■ WRITTEN REQUEST 1
Count the lines of the records below that contain the word "separate", and give only that number.

■ EXCERPT
+---+
What is labour hoarding?

The fall and rebound in employment growth usually lags a few quarters behind the fall and later recovery in output growth in any recession because of labour hoarding. Hamermesh (1993) defined labour hoarding as

a less than proportionate decrease in worker hours in response to a negative demand shock

Firms may hoard or retain under-utilised employees despite falls in demand because of demand uncertainty.

Becker (1975) and Oi (1962) both refer to the fixed costs of employment as an incentive to retain experienced workers with firm-specific human capital during lulls in demand.

The fixed costs of employment are the costs of recruiting and training workers. These fixed costs meant that the demand for labour does not adjust instantly to changes in demand for the firm’s product:

The cyclical behaviour of labour markets reveals a number of puzzling features for which there are no truly satisfying explanations . . .

I believe that the major impediment to rational explanations for these findings lies in the classical treatment of labour as a purely variable factor (Oi 1962).

Hirings and layoffs are costly. Hiring costs include advertising vacancies, the time spent finding and screening applicants and training. Layoff costs include redundancy payments, legal procedures and, importantly, the capital loss of losing access to experienced employees with firm-specific training and then later having to train their replacements.
+---+
■ SUPPLIED MATERIAL
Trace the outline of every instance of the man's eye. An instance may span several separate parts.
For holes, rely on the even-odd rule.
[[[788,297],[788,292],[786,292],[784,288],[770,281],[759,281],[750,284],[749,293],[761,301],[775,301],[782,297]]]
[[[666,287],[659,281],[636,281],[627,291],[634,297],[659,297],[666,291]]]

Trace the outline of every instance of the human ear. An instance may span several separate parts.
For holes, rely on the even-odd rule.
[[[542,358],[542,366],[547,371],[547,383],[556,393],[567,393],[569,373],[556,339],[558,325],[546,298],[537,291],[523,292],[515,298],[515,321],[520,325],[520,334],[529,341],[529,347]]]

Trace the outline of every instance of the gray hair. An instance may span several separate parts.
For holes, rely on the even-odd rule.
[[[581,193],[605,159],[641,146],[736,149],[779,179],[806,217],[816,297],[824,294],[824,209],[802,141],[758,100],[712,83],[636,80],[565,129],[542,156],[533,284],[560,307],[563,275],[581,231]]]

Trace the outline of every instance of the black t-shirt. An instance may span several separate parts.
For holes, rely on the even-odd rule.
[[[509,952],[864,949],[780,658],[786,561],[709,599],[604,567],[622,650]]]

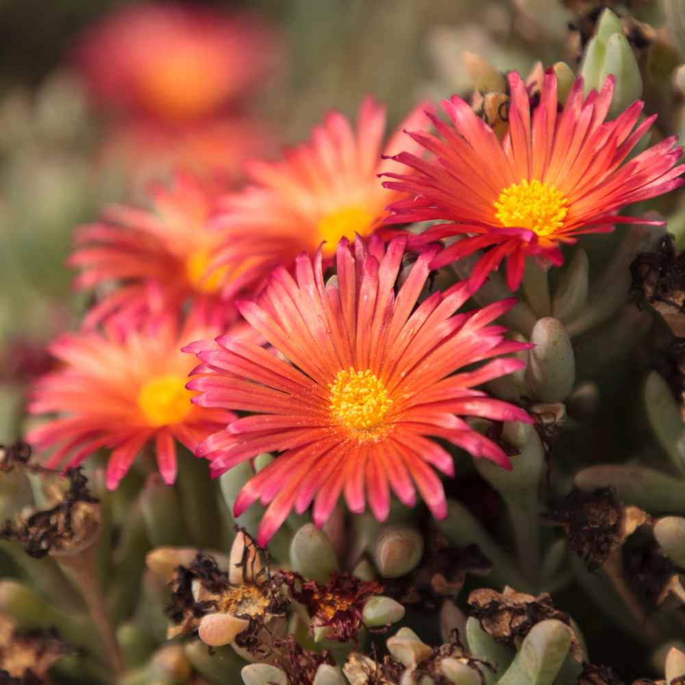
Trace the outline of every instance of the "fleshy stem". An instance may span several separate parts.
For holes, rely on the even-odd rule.
[[[97,627],[114,672],[121,675],[126,669],[114,626],[110,619],[105,597],[95,571],[95,546],[77,554],[55,555],[83,596],[88,613]]]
+---+
■ WRITTEN REQUEST 2
Continue the text on labor hoarding above, starting right after its final sentence.

■ TASK ANSWER 1
5

■ TASK ANSWER 2
To reduce these current and capital costs early in recessions, employers will first adjust hours worked and rely on natural attrition of staff to defer laying off their more experienced employees. Only once these options have been exhausted, and demand for the firm’s product is still slack, the capital loss of laying off a worker may become necessary.

Labour hoarding is a speculative investment based on forecasts of demand. The decline in product demand must be seen as short. There will be more layoffs if the recession is expected to be deep or long.

If there is a quick recovery, unnecessary layoffs and the cost of training replacements are both avoided.

What if Abenomics fails?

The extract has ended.